Streaming IoT Data and MQTT Messages to Apache Kafka
Written by Dominik Obermaier and Ian Skerrett
Published: April 16, 2019
Apache Kafka is a real-time streaming platform that is gaining broad adoption within large and small organizations. Kafka’s distributed microservices architecture and publish/subscribe protocol make it ideal for moving real-time data between enterprise systems and applications. By some accounts, over one third of Fortune 500 companies are using Kafka. On Github, Kafka is one of the most popular Apache projects with over 11K stars and over 500 contributors. Without a doubt, Kafka is an open source project that is changing how organizations move data inside their cloud and data center.
The architecture of Kafka has been optimized to stream data between systems and applications as fast as possible in a scalable manner. Kafka clients/producers are tightly coupled with a Kafka cluster requiring each client to know the IP addresses of the Kafka cluster and to have direct access to all individual nodes. Inside trusted networks, this allows changes to the broker topology, which means topics and partitions can be scaled out by using multiple nodes directly from Kafka clients. Kafka topic spaces are also kept reasonably flat in most cases, as usually multiple partitions are used for scaling a single Kafka topic. It is very often undesirable to have hundreds or even thousands of topics in the Kafka system and preferred approach is using few topics for most of the data streams. Kafka is well suited for communication between systems inside the same trusted network with stable IP addresses and connections.

** SHORT TASK A **
Translate this sentence from the Kafka article into Spanish: "Kafka is well suited for communication between systems inside the same trusted network with stable IP addresses and connections."
The article above and the rows that follow have no connection to each other.

** INPUT DATA **

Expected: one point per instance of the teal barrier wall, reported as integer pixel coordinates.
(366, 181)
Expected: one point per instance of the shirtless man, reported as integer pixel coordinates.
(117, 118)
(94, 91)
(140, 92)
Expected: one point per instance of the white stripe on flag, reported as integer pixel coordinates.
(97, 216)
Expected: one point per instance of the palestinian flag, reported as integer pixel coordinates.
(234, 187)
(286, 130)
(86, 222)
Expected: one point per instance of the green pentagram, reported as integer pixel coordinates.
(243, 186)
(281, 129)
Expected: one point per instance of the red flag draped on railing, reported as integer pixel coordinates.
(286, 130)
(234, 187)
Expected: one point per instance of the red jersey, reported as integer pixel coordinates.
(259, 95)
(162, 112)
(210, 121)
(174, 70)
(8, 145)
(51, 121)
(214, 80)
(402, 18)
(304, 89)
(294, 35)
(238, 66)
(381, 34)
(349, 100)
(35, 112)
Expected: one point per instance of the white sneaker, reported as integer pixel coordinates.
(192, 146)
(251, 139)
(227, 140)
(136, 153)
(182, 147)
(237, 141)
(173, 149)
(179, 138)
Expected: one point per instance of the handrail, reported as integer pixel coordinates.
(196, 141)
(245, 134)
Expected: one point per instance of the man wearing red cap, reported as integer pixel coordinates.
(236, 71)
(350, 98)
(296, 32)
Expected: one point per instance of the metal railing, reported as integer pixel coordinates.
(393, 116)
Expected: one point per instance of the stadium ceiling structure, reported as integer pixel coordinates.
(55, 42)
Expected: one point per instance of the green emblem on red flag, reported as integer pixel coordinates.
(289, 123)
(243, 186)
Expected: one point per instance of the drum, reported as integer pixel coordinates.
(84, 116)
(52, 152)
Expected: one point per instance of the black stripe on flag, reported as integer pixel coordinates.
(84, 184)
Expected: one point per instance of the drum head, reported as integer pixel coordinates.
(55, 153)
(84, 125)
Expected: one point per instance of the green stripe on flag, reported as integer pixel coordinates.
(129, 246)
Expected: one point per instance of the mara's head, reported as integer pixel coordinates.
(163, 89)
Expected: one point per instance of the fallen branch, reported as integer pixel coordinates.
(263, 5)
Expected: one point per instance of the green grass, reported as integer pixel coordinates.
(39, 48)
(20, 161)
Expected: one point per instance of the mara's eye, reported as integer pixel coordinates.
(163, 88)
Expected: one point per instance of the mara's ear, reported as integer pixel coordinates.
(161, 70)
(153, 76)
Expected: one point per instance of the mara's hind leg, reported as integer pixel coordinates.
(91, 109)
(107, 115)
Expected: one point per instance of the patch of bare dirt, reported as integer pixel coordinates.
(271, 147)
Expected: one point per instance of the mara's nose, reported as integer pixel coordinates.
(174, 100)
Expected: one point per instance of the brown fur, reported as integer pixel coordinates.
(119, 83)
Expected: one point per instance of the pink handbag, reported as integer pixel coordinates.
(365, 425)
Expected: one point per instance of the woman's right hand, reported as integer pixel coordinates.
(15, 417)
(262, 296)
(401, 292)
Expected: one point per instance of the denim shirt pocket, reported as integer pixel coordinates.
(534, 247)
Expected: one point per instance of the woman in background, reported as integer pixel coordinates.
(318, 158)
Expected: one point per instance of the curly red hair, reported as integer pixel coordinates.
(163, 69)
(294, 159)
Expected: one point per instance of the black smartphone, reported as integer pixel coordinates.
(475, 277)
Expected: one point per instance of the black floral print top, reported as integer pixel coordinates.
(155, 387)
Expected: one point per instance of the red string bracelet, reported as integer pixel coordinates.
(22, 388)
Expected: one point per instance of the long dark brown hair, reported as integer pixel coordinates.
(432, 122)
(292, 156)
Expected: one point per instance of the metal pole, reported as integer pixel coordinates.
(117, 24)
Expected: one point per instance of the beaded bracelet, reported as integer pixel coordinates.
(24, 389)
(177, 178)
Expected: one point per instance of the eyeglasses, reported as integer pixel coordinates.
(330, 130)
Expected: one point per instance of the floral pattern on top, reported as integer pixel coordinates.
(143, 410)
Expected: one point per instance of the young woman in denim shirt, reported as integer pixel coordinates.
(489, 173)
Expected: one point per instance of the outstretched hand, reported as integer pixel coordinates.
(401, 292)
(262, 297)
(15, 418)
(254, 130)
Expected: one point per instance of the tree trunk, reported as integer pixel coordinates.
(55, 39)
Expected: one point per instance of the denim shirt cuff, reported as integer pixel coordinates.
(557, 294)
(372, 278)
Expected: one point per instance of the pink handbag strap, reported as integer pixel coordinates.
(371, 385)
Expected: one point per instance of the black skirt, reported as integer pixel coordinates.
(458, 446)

** SHORT TASK B **
Locate every row containing the word "railing", treating uppercase and lowercase as different, and copy each of those rows.

** RIGHT ANSWER A **
Kafka es muy adecuado para la comunicación entre sistemas dentro de la misma red de confianza con direcciones IP y conexiones estables.

** RIGHT ANSWER B **
Expected: one point per instance of the red flag draped on railing, reported as integer pixel coordinates.
Expected: one point per instance of the metal railing, reported as integer pixel coordinates.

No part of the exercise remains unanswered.